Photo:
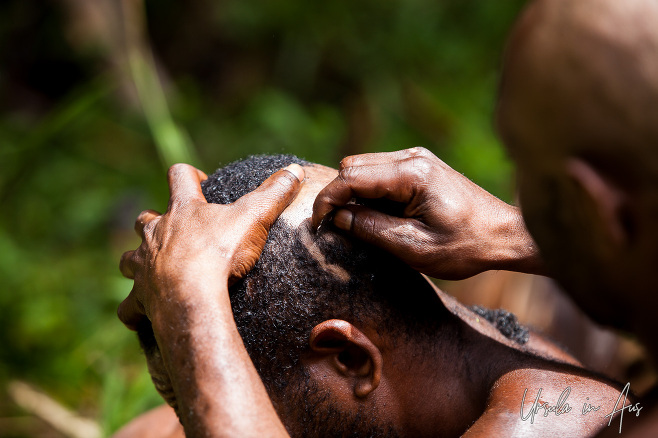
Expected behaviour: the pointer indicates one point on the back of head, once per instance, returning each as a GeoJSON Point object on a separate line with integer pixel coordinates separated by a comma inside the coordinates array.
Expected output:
{"type": "Point", "coordinates": [581, 79]}
{"type": "Point", "coordinates": [304, 278]}
{"type": "Point", "coordinates": [578, 111]}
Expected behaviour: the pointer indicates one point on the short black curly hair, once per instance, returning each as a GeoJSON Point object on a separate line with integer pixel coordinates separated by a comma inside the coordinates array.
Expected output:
{"type": "Point", "coordinates": [289, 292]}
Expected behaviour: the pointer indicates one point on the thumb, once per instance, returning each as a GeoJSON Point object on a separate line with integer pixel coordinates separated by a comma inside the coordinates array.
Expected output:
{"type": "Point", "coordinates": [393, 234]}
{"type": "Point", "coordinates": [269, 200]}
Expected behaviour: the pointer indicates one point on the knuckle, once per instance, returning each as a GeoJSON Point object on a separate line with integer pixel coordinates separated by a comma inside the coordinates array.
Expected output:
{"type": "Point", "coordinates": [417, 151]}
{"type": "Point", "coordinates": [420, 167]}
{"type": "Point", "coordinates": [346, 162]}
{"type": "Point", "coordinates": [369, 226]}
{"type": "Point", "coordinates": [345, 175]}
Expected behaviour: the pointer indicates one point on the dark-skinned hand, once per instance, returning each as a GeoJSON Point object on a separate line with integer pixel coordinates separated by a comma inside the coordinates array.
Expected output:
{"type": "Point", "coordinates": [196, 242]}
{"type": "Point", "coordinates": [449, 228]}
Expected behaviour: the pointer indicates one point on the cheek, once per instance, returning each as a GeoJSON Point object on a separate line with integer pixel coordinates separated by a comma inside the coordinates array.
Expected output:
{"type": "Point", "coordinates": [160, 377]}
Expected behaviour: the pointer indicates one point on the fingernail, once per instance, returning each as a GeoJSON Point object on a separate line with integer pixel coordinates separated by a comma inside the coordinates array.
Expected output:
{"type": "Point", "coordinates": [296, 170]}
{"type": "Point", "coordinates": [343, 219]}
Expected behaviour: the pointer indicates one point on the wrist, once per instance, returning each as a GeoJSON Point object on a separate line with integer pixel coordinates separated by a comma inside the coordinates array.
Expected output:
{"type": "Point", "coordinates": [511, 247]}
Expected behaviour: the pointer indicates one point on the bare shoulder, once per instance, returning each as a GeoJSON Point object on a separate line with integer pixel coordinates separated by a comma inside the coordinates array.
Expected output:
{"type": "Point", "coordinates": [160, 422]}
{"type": "Point", "coordinates": [552, 400]}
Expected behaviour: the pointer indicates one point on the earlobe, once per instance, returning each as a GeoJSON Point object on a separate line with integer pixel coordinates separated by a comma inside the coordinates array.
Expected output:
{"type": "Point", "coordinates": [350, 352]}
{"type": "Point", "coordinates": [611, 201]}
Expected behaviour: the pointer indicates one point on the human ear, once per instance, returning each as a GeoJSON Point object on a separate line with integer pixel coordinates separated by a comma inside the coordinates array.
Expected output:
{"type": "Point", "coordinates": [350, 352]}
{"type": "Point", "coordinates": [611, 201]}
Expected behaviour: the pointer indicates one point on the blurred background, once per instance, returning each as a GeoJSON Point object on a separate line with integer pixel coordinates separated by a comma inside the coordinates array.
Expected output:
{"type": "Point", "coordinates": [98, 98]}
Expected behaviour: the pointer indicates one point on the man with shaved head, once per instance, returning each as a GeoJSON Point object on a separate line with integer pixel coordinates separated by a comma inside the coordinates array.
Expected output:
{"type": "Point", "coordinates": [349, 341]}
{"type": "Point", "coordinates": [577, 102]}
{"type": "Point", "coordinates": [578, 112]}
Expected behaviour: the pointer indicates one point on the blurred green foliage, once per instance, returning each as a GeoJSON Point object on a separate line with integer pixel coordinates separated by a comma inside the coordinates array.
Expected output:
{"type": "Point", "coordinates": [82, 151]}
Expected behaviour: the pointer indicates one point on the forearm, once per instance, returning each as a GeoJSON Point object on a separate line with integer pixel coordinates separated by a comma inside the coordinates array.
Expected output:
{"type": "Point", "coordinates": [218, 390]}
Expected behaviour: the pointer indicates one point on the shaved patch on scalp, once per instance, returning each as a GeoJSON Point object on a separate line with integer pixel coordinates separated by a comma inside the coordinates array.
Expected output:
{"type": "Point", "coordinates": [314, 250]}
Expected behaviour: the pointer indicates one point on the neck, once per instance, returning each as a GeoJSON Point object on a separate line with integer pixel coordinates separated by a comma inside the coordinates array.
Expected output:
{"type": "Point", "coordinates": [451, 385]}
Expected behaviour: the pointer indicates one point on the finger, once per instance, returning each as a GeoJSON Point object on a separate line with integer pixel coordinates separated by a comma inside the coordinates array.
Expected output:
{"type": "Point", "coordinates": [185, 183]}
{"type": "Point", "coordinates": [382, 157]}
{"type": "Point", "coordinates": [398, 236]}
{"type": "Point", "coordinates": [269, 200]}
{"type": "Point", "coordinates": [131, 312]}
{"type": "Point", "coordinates": [127, 265]}
{"type": "Point", "coordinates": [144, 218]}
{"type": "Point", "coordinates": [387, 180]}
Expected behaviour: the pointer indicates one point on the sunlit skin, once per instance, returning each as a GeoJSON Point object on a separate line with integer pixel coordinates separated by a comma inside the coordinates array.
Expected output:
{"type": "Point", "coordinates": [476, 389]}
{"type": "Point", "coordinates": [577, 111]}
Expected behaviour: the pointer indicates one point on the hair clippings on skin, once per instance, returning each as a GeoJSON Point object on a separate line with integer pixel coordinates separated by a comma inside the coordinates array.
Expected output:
{"type": "Point", "coordinates": [326, 221]}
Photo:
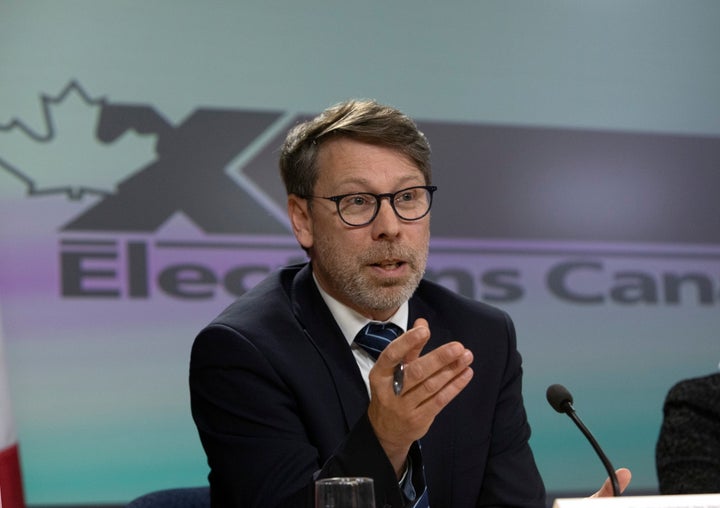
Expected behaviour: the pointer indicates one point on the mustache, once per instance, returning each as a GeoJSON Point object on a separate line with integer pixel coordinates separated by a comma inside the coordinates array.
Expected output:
{"type": "Point", "coordinates": [389, 251]}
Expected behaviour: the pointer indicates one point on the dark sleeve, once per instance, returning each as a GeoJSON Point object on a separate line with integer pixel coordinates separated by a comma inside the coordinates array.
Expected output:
{"type": "Point", "coordinates": [511, 475]}
{"type": "Point", "coordinates": [258, 438]}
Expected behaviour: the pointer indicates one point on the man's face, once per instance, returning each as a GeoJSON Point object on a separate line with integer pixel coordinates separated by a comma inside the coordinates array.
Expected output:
{"type": "Point", "coordinates": [373, 268]}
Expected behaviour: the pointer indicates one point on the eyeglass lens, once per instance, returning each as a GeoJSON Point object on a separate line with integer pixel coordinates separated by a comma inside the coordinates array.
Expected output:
{"type": "Point", "coordinates": [408, 204]}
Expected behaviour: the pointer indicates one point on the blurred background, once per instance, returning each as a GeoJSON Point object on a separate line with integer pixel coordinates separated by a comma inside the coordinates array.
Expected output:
{"type": "Point", "coordinates": [576, 146]}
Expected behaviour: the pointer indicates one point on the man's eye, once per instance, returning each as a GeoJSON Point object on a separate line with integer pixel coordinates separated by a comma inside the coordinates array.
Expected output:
{"type": "Point", "coordinates": [358, 200]}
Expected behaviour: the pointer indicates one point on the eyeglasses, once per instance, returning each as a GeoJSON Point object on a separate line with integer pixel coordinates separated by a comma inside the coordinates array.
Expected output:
{"type": "Point", "coordinates": [361, 208]}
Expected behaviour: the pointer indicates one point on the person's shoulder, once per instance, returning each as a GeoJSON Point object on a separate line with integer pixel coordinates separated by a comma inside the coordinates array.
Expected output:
{"type": "Point", "coordinates": [702, 390]}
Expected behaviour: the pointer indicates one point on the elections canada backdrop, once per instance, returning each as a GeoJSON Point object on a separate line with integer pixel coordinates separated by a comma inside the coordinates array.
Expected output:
{"type": "Point", "coordinates": [139, 194]}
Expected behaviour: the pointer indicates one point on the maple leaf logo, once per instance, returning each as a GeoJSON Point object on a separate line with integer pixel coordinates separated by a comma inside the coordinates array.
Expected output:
{"type": "Point", "coordinates": [69, 158]}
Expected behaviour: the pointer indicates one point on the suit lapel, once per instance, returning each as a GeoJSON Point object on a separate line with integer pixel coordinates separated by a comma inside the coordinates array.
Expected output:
{"type": "Point", "coordinates": [324, 334]}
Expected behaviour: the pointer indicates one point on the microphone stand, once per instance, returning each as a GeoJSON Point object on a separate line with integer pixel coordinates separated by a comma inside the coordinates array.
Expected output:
{"type": "Point", "coordinates": [568, 409]}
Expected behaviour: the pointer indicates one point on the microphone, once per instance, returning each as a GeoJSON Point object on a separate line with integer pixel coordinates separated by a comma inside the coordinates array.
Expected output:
{"type": "Point", "coordinates": [560, 399]}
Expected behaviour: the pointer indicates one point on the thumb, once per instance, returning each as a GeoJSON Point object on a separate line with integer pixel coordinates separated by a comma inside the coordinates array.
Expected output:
{"type": "Point", "coordinates": [624, 476]}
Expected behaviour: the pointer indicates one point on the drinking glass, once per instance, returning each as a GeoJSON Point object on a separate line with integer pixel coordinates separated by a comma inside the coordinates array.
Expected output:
{"type": "Point", "coordinates": [344, 493]}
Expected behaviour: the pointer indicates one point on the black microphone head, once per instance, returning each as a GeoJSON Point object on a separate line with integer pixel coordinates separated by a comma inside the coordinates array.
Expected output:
{"type": "Point", "coordinates": [559, 398]}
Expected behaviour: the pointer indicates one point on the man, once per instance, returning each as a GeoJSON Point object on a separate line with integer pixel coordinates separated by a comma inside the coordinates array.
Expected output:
{"type": "Point", "coordinates": [687, 452]}
{"type": "Point", "coordinates": [283, 395]}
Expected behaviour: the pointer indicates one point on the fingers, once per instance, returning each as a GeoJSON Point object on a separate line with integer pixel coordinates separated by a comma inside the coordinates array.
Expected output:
{"type": "Point", "coordinates": [405, 348]}
{"type": "Point", "coordinates": [430, 382]}
{"type": "Point", "coordinates": [623, 475]}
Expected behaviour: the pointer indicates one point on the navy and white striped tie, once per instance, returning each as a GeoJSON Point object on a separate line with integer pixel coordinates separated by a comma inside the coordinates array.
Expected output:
{"type": "Point", "coordinates": [374, 337]}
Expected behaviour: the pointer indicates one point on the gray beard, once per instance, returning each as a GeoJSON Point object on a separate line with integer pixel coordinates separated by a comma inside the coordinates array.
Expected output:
{"type": "Point", "coordinates": [363, 293]}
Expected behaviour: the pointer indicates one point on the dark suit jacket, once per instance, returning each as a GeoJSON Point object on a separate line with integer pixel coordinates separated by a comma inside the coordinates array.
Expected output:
{"type": "Point", "coordinates": [279, 401]}
{"type": "Point", "coordinates": [687, 453]}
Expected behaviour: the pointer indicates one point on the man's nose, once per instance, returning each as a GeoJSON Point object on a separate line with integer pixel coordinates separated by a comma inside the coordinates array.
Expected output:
{"type": "Point", "coordinates": [386, 223]}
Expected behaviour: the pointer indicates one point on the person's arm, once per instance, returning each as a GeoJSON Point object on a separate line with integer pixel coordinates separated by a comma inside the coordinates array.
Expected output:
{"type": "Point", "coordinates": [255, 435]}
{"type": "Point", "coordinates": [511, 476]}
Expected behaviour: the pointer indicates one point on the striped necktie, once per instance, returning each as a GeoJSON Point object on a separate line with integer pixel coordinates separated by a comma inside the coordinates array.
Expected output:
-- -- --
- [Task to carry out]: Your output consists solely of the lines from the one with "the dark suit" through the last line, copied exactly.

- [Worked answer]:
Expected behaviour: the pointer indicates one point on the dark suit jacket, once per instance, returning each as a GeoJSON Point object on a separate line with integer pixel coordinates separated by a comma inside the coordinates array.
Expected output:
{"type": "Point", "coordinates": [279, 401]}
{"type": "Point", "coordinates": [687, 453]}
Expected behaviour: the pointer indicates one point on the man's nose, once per instance, returning each as a GeoJSON Point object on a separate line with integer pixel coordinates separated by a comma inside the coordinates array.
Expected output:
{"type": "Point", "coordinates": [386, 223]}
Expected behaviour: the pointer indicates one point on the person's arm, once per instance, returning each as a GeoJSON Point object on a separate line with integer pixel coordinates separated by a comma inside the coordinates array.
Expected output:
{"type": "Point", "coordinates": [255, 435]}
{"type": "Point", "coordinates": [511, 476]}
Expected behaviour: the pointer indicates one point on the striped necktie, once per instance, returning each as a GeoJSON Point object on a separate line with integer pixel coordinates separated by a comma inside the coordinates array.
Expected output:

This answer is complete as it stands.